Transcribe the whole listing below without changing a word, but leave out every image.

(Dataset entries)
(begin)

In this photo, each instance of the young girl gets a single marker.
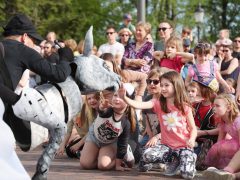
(178, 131)
(225, 153)
(81, 123)
(151, 120)
(107, 141)
(205, 71)
(173, 57)
(205, 122)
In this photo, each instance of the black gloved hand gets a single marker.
(65, 54)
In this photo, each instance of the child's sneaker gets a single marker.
(129, 158)
(214, 173)
(145, 167)
(172, 167)
(159, 166)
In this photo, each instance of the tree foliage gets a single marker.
(72, 18)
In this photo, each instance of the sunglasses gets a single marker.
(225, 50)
(236, 41)
(188, 33)
(126, 35)
(150, 81)
(107, 33)
(203, 45)
(163, 29)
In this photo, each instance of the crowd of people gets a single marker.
(177, 108)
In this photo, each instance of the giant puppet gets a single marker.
(52, 105)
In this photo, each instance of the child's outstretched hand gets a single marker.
(122, 91)
(191, 143)
(104, 103)
(152, 142)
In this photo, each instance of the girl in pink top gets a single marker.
(173, 58)
(225, 153)
(178, 130)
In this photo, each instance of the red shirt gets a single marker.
(174, 63)
(201, 112)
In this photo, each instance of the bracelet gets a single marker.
(206, 132)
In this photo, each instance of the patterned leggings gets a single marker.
(164, 154)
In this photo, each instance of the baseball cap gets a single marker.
(20, 24)
(127, 16)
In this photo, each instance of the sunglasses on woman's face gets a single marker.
(124, 35)
(154, 81)
(225, 50)
(163, 29)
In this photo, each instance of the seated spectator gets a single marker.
(173, 57)
(138, 55)
(205, 70)
(127, 23)
(194, 94)
(165, 30)
(187, 34)
(112, 46)
(229, 65)
(82, 123)
(206, 124)
(187, 46)
(236, 48)
(150, 118)
(106, 145)
(223, 154)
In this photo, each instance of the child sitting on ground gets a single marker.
(106, 146)
(225, 153)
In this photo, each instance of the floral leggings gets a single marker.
(164, 154)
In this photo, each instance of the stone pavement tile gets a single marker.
(63, 168)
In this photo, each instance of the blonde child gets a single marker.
(193, 91)
(150, 117)
(73, 145)
(106, 145)
(173, 58)
(178, 130)
(205, 71)
(225, 153)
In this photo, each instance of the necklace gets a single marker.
(119, 113)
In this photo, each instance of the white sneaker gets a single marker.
(129, 158)
(216, 174)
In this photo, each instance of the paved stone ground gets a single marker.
(63, 168)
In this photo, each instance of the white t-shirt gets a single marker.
(116, 49)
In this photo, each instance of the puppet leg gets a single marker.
(32, 106)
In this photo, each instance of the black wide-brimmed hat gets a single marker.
(20, 24)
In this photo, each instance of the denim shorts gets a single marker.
(92, 138)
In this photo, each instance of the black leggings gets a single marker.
(69, 152)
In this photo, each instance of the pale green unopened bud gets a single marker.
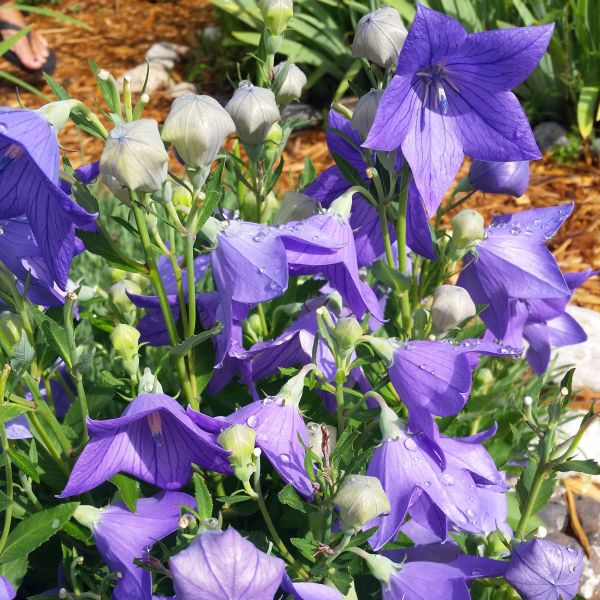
(124, 339)
(253, 110)
(293, 83)
(451, 306)
(467, 228)
(365, 111)
(197, 126)
(346, 333)
(360, 499)
(135, 156)
(295, 206)
(379, 37)
(11, 326)
(276, 14)
(239, 440)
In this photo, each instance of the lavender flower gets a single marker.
(451, 96)
(512, 262)
(29, 180)
(223, 564)
(121, 536)
(154, 440)
(544, 570)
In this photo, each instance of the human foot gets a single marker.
(32, 50)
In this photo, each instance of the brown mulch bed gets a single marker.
(123, 31)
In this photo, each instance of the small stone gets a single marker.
(550, 134)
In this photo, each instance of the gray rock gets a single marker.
(550, 134)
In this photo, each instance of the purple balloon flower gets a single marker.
(154, 441)
(364, 220)
(223, 564)
(121, 536)
(500, 177)
(512, 262)
(451, 96)
(544, 570)
(29, 180)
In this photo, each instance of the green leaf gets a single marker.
(289, 496)
(35, 530)
(204, 504)
(190, 342)
(129, 489)
(588, 466)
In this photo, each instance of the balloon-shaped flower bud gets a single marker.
(379, 37)
(360, 499)
(364, 113)
(197, 126)
(239, 440)
(135, 156)
(125, 340)
(293, 82)
(500, 177)
(544, 569)
(253, 110)
(467, 228)
(451, 306)
(276, 14)
(295, 206)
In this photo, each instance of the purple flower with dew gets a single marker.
(20, 253)
(451, 96)
(512, 262)
(223, 564)
(544, 570)
(29, 180)
(121, 536)
(410, 467)
(279, 427)
(364, 220)
(154, 441)
(500, 177)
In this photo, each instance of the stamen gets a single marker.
(155, 427)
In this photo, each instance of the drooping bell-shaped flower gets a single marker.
(379, 37)
(544, 570)
(197, 126)
(451, 96)
(512, 262)
(500, 177)
(223, 564)
(29, 186)
(154, 440)
(135, 156)
(121, 536)
(253, 110)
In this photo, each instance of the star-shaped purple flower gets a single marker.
(451, 96)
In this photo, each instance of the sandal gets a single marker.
(12, 57)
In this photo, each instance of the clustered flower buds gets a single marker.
(379, 37)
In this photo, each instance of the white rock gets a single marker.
(158, 78)
(584, 356)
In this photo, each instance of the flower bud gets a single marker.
(197, 126)
(293, 83)
(295, 206)
(239, 440)
(365, 111)
(124, 339)
(253, 110)
(451, 306)
(379, 37)
(500, 177)
(360, 499)
(276, 14)
(467, 227)
(135, 156)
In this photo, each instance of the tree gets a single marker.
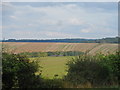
(19, 72)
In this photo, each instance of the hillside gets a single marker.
(103, 40)
(19, 47)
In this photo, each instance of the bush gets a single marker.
(99, 70)
(19, 72)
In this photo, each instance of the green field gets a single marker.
(53, 65)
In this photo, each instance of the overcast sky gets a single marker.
(41, 20)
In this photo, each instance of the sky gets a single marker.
(51, 20)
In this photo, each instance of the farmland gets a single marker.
(92, 48)
(53, 66)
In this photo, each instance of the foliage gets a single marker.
(19, 72)
(99, 70)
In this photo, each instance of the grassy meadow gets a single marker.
(53, 66)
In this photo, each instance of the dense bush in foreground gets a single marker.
(19, 72)
(99, 70)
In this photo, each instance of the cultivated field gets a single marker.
(53, 66)
(92, 48)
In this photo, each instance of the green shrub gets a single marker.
(99, 70)
(19, 72)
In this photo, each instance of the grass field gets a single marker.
(53, 65)
(92, 48)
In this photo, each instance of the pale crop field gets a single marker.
(53, 66)
(92, 48)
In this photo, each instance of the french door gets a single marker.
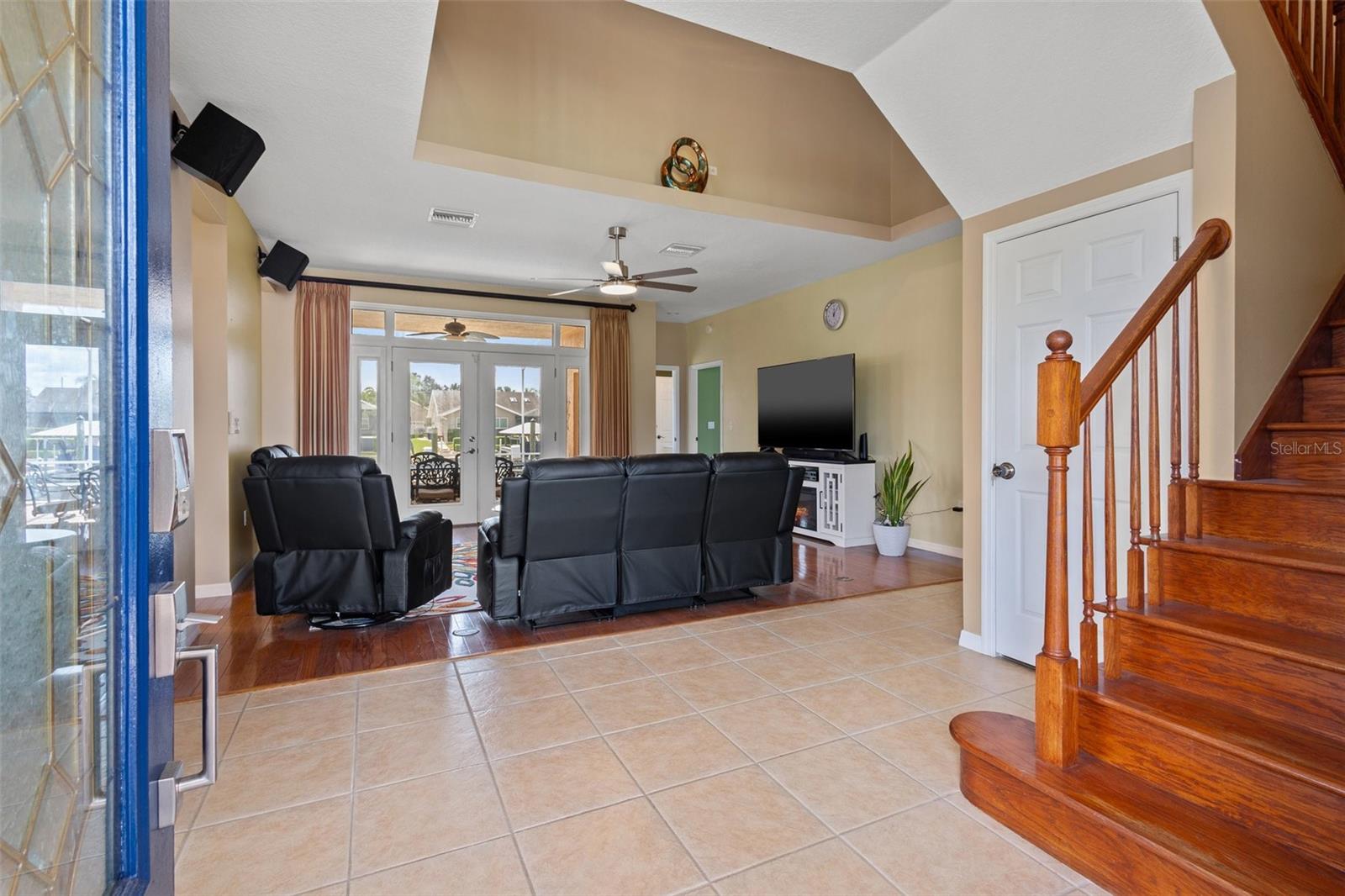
(461, 421)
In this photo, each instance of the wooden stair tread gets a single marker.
(1281, 555)
(1311, 756)
(1284, 486)
(1306, 425)
(1184, 831)
(1295, 645)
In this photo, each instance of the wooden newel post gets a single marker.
(1058, 672)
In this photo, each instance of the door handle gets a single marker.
(208, 660)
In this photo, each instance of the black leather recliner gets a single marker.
(662, 526)
(750, 521)
(331, 544)
(674, 530)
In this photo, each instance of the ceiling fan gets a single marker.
(620, 282)
(457, 329)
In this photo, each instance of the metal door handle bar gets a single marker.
(208, 658)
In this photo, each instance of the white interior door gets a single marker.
(1087, 276)
(521, 419)
(434, 441)
(666, 412)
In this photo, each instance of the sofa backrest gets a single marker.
(750, 521)
(571, 535)
(322, 503)
(662, 526)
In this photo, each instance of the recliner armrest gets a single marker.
(424, 521)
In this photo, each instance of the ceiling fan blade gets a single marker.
(674, 272)
(674, 287)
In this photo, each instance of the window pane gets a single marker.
(436, 430)
(573, 412)
(518, 420)
(365, 322)
(367, 430)
(572, 335)
(448, 329)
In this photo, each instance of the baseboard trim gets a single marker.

(end)

▶ [Complete output]:
In this photo, each instance of the young girl gets a single marker.
(178, 131)
(225, 153)
(81, 123)
(151, 120)
(107, 141)
(205, 71)
(173, 57)
(205, 122)
In this photo, each instance of the black gloved hand gets a single marker.
(65, 54)
In this photo, each instance of the child's sneaker gets a single marker.
(129, 158)
(214, 173)
(145, 167)
(172, 167)
(159, 166)
In this photo, each instance of the tree foliage gets a single marker.
(72, 18)
In this photo, each instance of the sunglasses gets a single marker.
(225, 50)
(236, 41)
(188, 33)
(126, 35)
(150, 81)
(107, 33)
(203, 45)
(163, 29)
In this photo, each instance of the crowd of people gets a single marker.
(177, 108)
In this photo, each instance of the giant puppet gets a single marker.
(52, 105)
In this photo, each instance of the child's outstretched hand gets a single marker.
(122, 91)
(191, 143)
(104, 103)
(152, 142)
In this photo, each instance of the girl in pink top gets a single marker.
(173, 58)
(225, 153)
(178, 130)
In this photo, each instance of the red shirt gets a single marker.
(174, 63)
(201, 112)
In this photo, each instance of the bracelet gets a single marker.
(206, 132)
In this photo, each instance of the patterned leggings gets a single marker.
(164, 154)
In this photo, each instance of the baseball cap gets a single marker.
(20, 24)
(127, 16)
In this photo, each instance of the sunglasses on woman's face gets a single marker.
(124, 35)
(154, 81)
(225, 50)
(163, 29)
In this photo, each instance of the seated spectator gets a single marker.
(173, 57)
(138, 55)
(205, 70)
(127, 23)
(194, 94)
(165, 30)
(187, 34)
(112, 46)
(229, 65)
(82, 123)
(206, 124)
(187, 46)
(236, 48)
(150, 118)
(106, 145)
(223, 154)
In this photo, each instance of the child sitting on ground gets a single marker.
(106, 146)
(225, 153)
In this photo, each instance of the floral leggings gets a single marker.
(164, 154)
In this photo, each instance of the stone pavement tile gets a single marker.
(63, 168)
In this photo, each instance of the blonde child gets a single marker.
(193, 91)
(150, 117)
(73, 145)
(106, 145)
(173, 58)
(178, 130)
(205, 71)
(225, 153)
In this photo, each instance of the necklace gets a single marker.
(119, 113)
In this photo, each instance of the white sneaker gets a single marker.
(129, 158)
(216, 174)
In this photo, each instance of the paved stone ground gets a single marker.
(63, 168)
In this photo, each instance of the white t-shirt gets a single marker.
(116, 49)
In this photo, each instance of the puppet leg gets a single marker.
(32, 106)
In this photo, each instance of the black wide-brimmed hat gets a single marker.
(20, 24)
In this photo, each instance of the denim shorts gets a single marker.
(92, 138)
In this photo, each instance of the black leggings gets a single marker.
(69, 152)
In this photo, each instance of the pale green unopened bud gets a single marker.
(124, 339)
(253, 110)
(293, 83)
(451, 306)
(467, 228)
(365, 111)
(197, 126)
(346, 333)
(360, 499)
(135, 156)
(295, 206)
(379, 37)
(11, 326)
(276, 14)
(239, 440)
In this photo, each instance of the lavender flower gets a single marker.
(451, 96)
(512, 262)
(29, 180)
(223, 564)
(121, 536)
(154, 440)
(544, 570)
In this photo, each instance of the human foot gets a single marker.
(32, 50)
In this photo, each instance of the brown mulch bed gets a single marker.
(123, 31)
In this photo, each instance of the small stone gets a single marker.
(550, 134)
In this photo, each instance of the gray rock gets a single marker.
(550, 134)
In this photo, each instance of the purple balloon flower gets a single marker.
(154, 441)
(364, 220)
(223, 564)
(121, 536)
(500, 177)
(512, 262)
(451, 96)
(544, 570)
(29, 180)
In this photo, each instance of the green leaf gets a single marker.
(289, 496)
(35, 530)
(204, 504)
(190, 342)
(129, 489)
(588, 466)
In this photo, each instance of the balloon-shaped flower bud gets a single marker.
(379, 37)
(360, 499)
(364, 113)
(197, 126)
(239, 440)
(135, 156)
(125, 340)
(293, 82)
(500, 177)
(544, 569)
(253, 110)
(467, 228)
(451, 306)
(276, 14)
(295, 206)
In this photo, each instance of the purple flower with dew gets a single marker.
(20, 253)
(451, 96)
(512, 262)
(223, 564)
(544, 570)
(29, 180)
(121, 536)
(410, 467)
(279, 427)
(364, 220)
(154, 441)
(500, 177)
In this photo, each instance of the stamen gets a single marker.
(155, 427)
In this photo, each instance of the drooping bell-shaped flower gets a single marker.
(379, 37)
(544, 570)
(197, 126)
(451, 96)
(512, 262)
(500, 177)
(223, 564)
(29, 186)
(154, 440)
(135, 156)
(121, 536)
(253, 110)
In this photo, each instance of the star-shaped purple flower gets a single marker.
(451, 96)
In this photo, each instance of the sandal gets a single marker.
(12, 57)
In this photo, each instance of the clustered flower buds gets a single marker.
(379, 37)
In this photo, each instance of the white rock gets a single marker.
(158, 78)
(584, 356)
In this photo, each instance of the flower bud gets a single marker.
(197, 126)
(293, 83)
(295, 206)
(239, 440)
(365, 111)
(124, 339)
(253, 110)
(451, 306)
(379, 37)
(500, 177)
(360, 499)
(276, 14)
(467, 227)
(135, 156)
In this photo, each instance of the tree gets a single marker.
(19, 72)
In this photo, each instance of the hillside gets a single marker.
(103, 40)
(19, 47)
In this photo, each instance of the bush gets a single marker.
(99, 70)
(19, 72)
In this photo, each instance of the green field gets a single marker.
(53, 65)
In this photo, each instance of the overcast sky gets a single marker.
(41, 20)
In this photo, each instance of the sky gets a single marker.
(51, 20)
In this photo, each instance of the farmland gets a single marker.
(92, 48)
(53, 66)
In this photo, each instance of the foliage gets a single marker.
(19, 72)
(99, 70)
In this photo, each instance of the grassy meadow gets a single marker.
(53, 66)
In this photo, each instance of the dense bush in foreground gets a single marker.
(19, 72)
(99, 70)
In this photo, each instance of the cultivated field gets a single marker.
(53, 66)
(92, 48)
In this photo, each instance of the green shrub gets a single marker.
(99, 70)
(19, 72)
In this photo, each instance of the grass field gets a single marker.
(53, 65)
(92, 48)
In this photo, each instance of the pale crop field gets a single marker.
(53, 66)
(92, 48)
In this photo, each instance of the french door gets a single marker.
(461, 421)
In this photo, each instance of the wooden stair tread gets a single marker.
(1281, 555)
(1311, 756)
(1284, 486)
(1306, 425)
(1184, 831)
(1295, 645)
In this photo, each instance of the wooden newel post gets a single marker.
(1058, 672)
In this photo, each instance of the door handle gets a single marker.
(208, 660)
In this photo, each instance of the black leather recliner gets a single marker.
(662, 526)
(750, 521)
(331, 544)
(674, 530)
In this photo, each instance of the ceiling fan gets a single marker.
(620, 282)
(457, 329)
In this photo, each instance of the metal door handle bar gets a single marker.
(208, 658)
In this photo, each instance of the white interior door gets a single marker.
(1087, 276)
(521, 419)
(434, 441)
(666, 412)
In this photo, each instance of the sofa backrest gets a single marker.
(750, 521)
(571, 535)
(322, 503)
(662, 526)
In this photo, each instance of the recliner armrest gets a single marker.
(424, 521)
In this photo, each instance of the ceiling fan blade gets a single marker.
(674, 272)
(674, 287)
In this photo, each instance of the window pane gets a single marker.
(436, 430)
(573, 412)
(518, 420)
(365, 322)
(367, 430)
(572, 335)
(448, 329)
In this photo, each instance of the baseboard trim gets a single marker.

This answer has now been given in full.